[WHAT IS BEING ASKED]:
Starting from the line containing "hair shown in this photo.", write out every remaining line exactly, the last one included.

BEGIN MATERIAL SUPPLIED

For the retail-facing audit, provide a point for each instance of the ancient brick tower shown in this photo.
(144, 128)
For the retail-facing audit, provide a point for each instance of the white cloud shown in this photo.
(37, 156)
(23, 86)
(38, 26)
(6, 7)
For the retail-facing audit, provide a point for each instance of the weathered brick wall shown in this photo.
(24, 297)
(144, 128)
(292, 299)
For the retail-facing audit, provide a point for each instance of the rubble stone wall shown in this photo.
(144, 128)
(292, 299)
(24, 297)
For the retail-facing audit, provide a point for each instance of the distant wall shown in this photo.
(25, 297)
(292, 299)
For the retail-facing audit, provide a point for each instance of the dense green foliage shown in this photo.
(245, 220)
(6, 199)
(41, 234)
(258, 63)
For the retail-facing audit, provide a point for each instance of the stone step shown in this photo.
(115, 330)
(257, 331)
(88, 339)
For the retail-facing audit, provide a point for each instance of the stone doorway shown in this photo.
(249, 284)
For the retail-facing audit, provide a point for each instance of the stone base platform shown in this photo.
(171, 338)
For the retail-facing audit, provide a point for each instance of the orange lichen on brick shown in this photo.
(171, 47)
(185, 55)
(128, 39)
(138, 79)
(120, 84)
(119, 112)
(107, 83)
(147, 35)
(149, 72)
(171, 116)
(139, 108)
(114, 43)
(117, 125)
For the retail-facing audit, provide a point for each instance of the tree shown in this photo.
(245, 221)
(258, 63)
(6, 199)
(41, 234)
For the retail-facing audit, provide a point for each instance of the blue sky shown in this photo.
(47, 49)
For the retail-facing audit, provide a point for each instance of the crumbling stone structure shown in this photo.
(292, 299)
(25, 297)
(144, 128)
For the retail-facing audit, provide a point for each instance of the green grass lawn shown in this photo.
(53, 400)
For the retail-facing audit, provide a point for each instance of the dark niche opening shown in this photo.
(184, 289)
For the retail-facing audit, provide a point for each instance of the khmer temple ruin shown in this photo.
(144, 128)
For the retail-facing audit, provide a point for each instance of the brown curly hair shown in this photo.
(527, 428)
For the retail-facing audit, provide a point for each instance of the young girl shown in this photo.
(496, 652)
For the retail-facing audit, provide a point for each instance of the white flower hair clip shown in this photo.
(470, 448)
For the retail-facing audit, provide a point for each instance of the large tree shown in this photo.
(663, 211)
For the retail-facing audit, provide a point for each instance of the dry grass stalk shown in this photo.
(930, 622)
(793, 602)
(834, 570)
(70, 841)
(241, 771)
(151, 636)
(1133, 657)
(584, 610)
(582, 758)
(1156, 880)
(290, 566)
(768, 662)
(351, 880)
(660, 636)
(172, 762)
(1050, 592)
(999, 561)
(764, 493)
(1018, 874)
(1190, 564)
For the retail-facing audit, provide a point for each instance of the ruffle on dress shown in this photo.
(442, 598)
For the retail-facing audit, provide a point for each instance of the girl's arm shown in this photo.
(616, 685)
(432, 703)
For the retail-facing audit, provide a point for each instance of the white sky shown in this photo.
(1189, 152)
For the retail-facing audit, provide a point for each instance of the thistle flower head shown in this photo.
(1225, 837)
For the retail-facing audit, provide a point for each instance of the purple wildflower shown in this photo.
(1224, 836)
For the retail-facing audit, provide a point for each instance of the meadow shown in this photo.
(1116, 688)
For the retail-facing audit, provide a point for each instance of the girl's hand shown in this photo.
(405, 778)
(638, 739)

END MATERIAL SUPPLIED

[EXERCISE ANSWER]:
For the retail-facing audit, provide a point for each instance of the brown curly hair shown in this photo.
(527, 428)
For the retail-facing audit, provide a point for each instance of the young girl shown in this photo.
(496, 652)
For the retail-facing audit, provide a point for each instance of the white flower hair clip shown in this photo.
(470, 448)
For the retail-facing audit, provide a point for each instance of the large tree shown in this photo.
(663, 211)
For the retail-facing audit, provide a point for each instance of the dry grass stalk shown in this photo.
(930, 622)
(793, 602)
(834, 570)
(70, 841)
(241, 771)
(151, 636)
(1133, 657)
(584, 610)
(582, 758)
(1156, 880)
(290, 566)
(768, 662)
(351, 880)
(660, 636)
(172, 762)
(1050, 592)
(999, 561)
(764, 493)
(1018, 874)
(1190, 564)
For the retail-facing audit, provide a point for each instance of the ruffle on dress shown in this photo.
(442, 598)
For the retail-facing audit, provide a point for each instance of the girl's arm shown in this photo.
(616, 685)
(432, 703)
For the retail-facing audit, provide a point for each instance of the white sky shown in this photo.
(1189, 152)
For the retail-facing audit, provide a point for each instance of the thistle flower head shown in this photo.
(1225, 837)
For the retail-facing audit, provide a point for each instance of the purple wildflower shown in this photo.
(1224, 836)
For the retail-facing audit, provide a point for each instance of the meadow shown in this photo.
(1116, 688)
For the retail-facing audit, provide a point for each instance of the girl's hand shown in this photo.
(405, 778)
(638, 739)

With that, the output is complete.